> [Task to complete]:
The lines you return must be all those in the data that hold the string "spot".

Referring expression pointing data
* * *

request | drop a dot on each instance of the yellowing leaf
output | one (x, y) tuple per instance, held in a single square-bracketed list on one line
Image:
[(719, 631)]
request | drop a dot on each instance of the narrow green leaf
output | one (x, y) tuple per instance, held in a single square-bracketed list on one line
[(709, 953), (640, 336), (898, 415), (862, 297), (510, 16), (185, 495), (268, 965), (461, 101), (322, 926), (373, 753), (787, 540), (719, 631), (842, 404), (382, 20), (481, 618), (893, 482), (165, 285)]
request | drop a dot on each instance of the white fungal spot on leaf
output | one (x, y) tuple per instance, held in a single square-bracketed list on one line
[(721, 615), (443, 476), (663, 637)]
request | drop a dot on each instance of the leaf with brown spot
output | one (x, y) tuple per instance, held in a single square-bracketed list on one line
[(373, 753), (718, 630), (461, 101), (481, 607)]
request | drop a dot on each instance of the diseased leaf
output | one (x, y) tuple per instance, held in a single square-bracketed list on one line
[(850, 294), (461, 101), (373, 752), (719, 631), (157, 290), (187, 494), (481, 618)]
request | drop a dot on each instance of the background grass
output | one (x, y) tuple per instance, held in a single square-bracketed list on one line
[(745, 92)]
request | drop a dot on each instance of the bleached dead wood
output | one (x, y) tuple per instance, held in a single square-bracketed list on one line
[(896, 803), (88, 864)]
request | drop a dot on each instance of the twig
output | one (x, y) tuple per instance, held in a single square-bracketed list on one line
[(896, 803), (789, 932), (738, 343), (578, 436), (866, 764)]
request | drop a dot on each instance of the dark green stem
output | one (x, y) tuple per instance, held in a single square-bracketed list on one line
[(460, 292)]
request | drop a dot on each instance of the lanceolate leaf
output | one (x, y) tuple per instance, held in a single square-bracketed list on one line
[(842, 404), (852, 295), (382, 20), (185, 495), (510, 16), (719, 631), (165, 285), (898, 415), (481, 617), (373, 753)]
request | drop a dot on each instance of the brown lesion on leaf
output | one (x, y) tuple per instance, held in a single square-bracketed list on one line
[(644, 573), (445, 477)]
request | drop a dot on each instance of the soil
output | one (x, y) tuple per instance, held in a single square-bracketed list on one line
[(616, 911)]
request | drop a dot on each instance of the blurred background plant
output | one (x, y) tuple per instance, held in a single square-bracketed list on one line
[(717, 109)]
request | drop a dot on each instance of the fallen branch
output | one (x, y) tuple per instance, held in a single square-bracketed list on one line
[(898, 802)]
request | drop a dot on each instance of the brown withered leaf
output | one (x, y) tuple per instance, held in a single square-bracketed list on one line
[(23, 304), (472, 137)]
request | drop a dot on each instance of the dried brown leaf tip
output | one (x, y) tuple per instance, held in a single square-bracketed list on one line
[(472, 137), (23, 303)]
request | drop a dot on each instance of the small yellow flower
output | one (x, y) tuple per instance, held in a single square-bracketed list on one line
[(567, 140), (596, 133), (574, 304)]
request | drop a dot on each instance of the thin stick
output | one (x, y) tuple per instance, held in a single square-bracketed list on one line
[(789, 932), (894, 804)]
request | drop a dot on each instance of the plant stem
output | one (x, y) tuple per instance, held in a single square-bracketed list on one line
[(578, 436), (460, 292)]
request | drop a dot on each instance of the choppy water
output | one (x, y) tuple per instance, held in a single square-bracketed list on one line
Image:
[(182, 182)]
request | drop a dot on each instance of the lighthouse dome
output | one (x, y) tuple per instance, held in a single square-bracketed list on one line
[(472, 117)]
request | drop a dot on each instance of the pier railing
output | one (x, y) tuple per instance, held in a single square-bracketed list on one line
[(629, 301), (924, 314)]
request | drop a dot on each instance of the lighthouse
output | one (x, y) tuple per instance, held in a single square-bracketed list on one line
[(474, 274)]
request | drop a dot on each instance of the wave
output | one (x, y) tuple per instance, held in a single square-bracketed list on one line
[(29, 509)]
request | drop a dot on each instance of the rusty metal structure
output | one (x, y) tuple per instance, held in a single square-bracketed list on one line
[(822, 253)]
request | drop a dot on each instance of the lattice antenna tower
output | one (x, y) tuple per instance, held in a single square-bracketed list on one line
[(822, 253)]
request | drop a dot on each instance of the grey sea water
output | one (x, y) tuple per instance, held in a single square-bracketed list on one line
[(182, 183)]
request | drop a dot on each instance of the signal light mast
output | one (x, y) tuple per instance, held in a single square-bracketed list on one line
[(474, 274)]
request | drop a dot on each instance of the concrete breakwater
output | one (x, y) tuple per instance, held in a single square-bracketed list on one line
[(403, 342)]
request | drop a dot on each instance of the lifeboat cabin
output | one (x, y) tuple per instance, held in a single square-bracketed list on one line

* * *

> [Problem solution]:
request | drop a dot on each instance of the white fungal spot on leaf
request | drop a dot on each instance of the leaf with brown spot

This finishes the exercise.